+++ PAGE EXCERPT +++
Solve Foreign-key Problems in DBUnit Test Data

  • submit to reddit

If you create small per-test datasets, as DBUnit advises, you’ll get intermittent build failures due to foreign-key violations. This post explains (1) why this happens, (2) why small per-test datasets are still a good idea, and (3) one simple way to get around the problem.

NB When I searched for solutions to this problem, I discovered that other kinds of foreign-key problem come up with DBUnit. Some people have circular dependencies in their relational database schemas, which stops DBUnit from loading the test data. If such is your case, I’m sorry to say that this post won’t help you with it, and your best option is probably to just take yourself outside and shoot yourself now. (Although some people seem to chosen instead to disable foreign key checking during test runs.)

What causes the foreign-key violations

The cause of the problem is simple, and illustrated by a trivial example. Suppose you have two entity classes, HitchHiker and SpaceShip. The HitchHiker table has a foreign key that references SpaceShip. The test data for HitchHikerDaoTest contains lines from both tables, whereas the test data for SpaceShipDaoTest contains only lines from SpaceShip.

DBUnit’s default setup operation, CLEAN_INSERT, wipes data from every table occurring in the test dataset and then inserts the lines listed in that dataset. When SpaceShipDaoTest runs, DBUnit will start by deleting everything in the SpaceShip table. If any HitchHikers are currently riding in the SpaceShips that are about to be deleted, the database will object to their untimely eviction (I’m not sure whether the error message will read like Vogon poetry, though).
+++ RECORDS +++
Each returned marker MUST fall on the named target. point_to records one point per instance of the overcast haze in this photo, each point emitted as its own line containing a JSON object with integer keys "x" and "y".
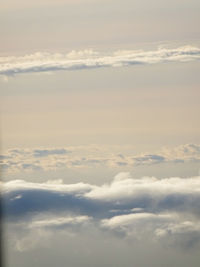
{"x": 100, "y": 135}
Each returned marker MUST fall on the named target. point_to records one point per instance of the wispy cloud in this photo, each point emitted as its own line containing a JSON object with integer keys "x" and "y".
{"x": 89, "y": 59}
{"x": 16, "y": 160}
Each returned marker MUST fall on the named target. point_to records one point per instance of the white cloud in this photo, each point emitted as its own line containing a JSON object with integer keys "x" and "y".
{"x": 87, "y": 59}
{"x": 16, "y": 160}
+++
*INSTRUCTIONS TO FOLLOW*.
According to the DBUnit excerpt, what does the default setup operation CLEAN_INSERT do? Answer from the DBUnit excerpt alone.

*EXERCISE OUTPUT*.
It wipes data from every table occurring in the test dataset and then inserts the lines listed in that dataset.